** DATA FOR THIS TASK **

---------------

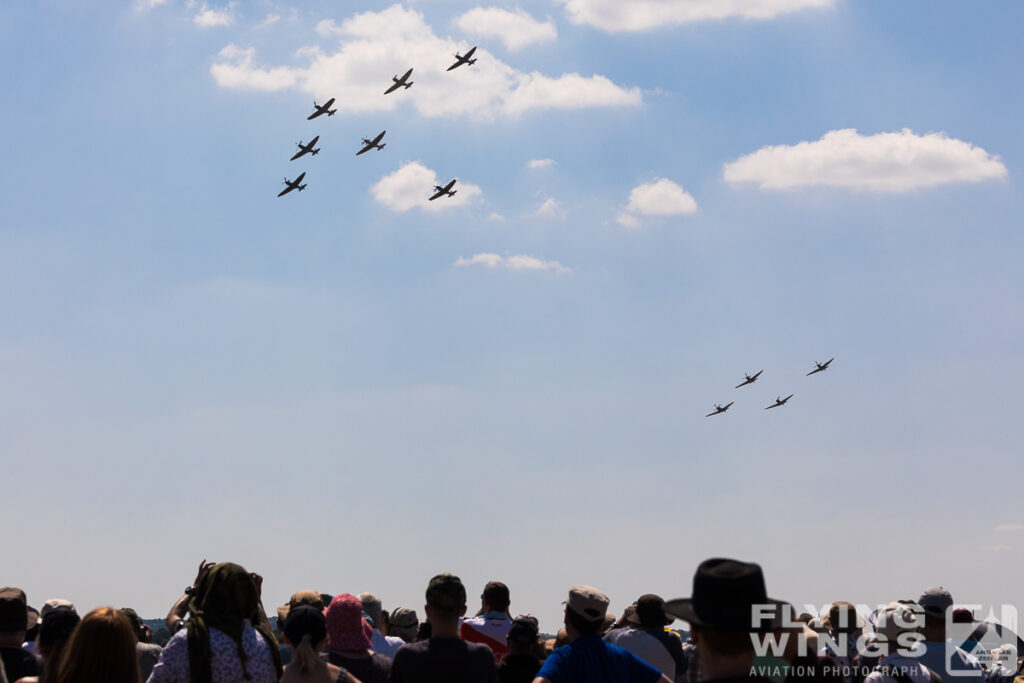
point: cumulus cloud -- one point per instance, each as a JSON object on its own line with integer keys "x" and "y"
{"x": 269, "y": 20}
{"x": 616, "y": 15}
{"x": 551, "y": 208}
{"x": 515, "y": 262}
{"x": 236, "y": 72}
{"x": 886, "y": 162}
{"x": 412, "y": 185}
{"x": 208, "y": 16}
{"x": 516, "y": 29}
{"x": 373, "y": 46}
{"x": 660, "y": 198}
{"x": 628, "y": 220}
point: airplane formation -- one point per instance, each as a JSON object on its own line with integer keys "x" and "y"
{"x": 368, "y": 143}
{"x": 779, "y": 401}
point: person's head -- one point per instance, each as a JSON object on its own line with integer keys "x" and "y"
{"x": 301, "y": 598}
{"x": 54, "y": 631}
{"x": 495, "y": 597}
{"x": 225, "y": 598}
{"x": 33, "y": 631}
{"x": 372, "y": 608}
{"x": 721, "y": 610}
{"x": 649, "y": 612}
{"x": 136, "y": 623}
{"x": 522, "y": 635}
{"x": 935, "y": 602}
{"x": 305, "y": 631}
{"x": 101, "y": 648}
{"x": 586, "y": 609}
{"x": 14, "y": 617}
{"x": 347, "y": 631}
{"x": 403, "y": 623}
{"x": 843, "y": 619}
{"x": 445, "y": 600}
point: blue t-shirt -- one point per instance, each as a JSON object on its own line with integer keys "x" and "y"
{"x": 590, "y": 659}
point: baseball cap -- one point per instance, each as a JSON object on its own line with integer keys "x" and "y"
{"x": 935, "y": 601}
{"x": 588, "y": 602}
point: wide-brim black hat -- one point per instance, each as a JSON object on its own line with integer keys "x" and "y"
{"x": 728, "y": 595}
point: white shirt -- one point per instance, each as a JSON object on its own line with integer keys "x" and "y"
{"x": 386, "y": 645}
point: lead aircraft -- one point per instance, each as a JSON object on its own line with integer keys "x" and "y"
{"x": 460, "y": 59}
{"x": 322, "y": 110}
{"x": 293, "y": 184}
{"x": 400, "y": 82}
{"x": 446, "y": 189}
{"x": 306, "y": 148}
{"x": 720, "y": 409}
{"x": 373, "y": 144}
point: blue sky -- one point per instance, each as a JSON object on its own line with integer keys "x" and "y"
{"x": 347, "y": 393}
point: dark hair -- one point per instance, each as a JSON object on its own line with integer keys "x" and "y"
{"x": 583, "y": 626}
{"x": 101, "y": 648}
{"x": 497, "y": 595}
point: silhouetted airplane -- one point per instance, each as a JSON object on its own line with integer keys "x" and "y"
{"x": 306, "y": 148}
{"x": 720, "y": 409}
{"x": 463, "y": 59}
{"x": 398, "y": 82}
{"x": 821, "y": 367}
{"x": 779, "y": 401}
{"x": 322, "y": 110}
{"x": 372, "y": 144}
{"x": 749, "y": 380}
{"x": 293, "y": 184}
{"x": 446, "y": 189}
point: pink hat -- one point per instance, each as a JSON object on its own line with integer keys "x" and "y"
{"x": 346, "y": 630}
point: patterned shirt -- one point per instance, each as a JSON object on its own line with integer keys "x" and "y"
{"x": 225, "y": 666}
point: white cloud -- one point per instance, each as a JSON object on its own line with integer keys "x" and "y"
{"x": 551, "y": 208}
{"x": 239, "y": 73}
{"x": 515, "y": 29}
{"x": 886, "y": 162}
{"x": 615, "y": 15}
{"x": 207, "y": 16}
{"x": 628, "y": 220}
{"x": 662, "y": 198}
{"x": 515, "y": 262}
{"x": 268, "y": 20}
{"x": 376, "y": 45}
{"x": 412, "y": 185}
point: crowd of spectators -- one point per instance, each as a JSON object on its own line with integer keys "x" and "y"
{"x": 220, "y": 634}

---------------

** HOW TO COMPLETE THIS TASK **
Everything from the line with "point: patterned shirt" through the last line of the data is to be retyped verbatim, with no other text.

** RESPONSE AREA **
point: patterned shirt -- one point per instance, each as a JSON object on its own line with integer keys "x" and "y"
{"x": 225, "y": 666}
point: white cloud -- one point per instance, each as a JSON object on its own line with integer keys "x" and "y"
{"x": 551, "y": 208}
{"x": 239, "y": 73}
{"x": 515, "y": 29}
{"x": 886, "y": 162}
{"x": 615, "y": 15}
{"x": 207, "y": 16}
{"x": 628, "y": 220}
{"x": 662, "y": 198}
{"x": 515, "y": 262}
{"x": 268, "y": 20}
{"x": 376, "y": 45}
{"x": 412, "y": 185}
point: crowd of spectators -- one point per instance, each as a JSON object on its own line with integer keys "x" and "y"
{"x": 220, "y": 634}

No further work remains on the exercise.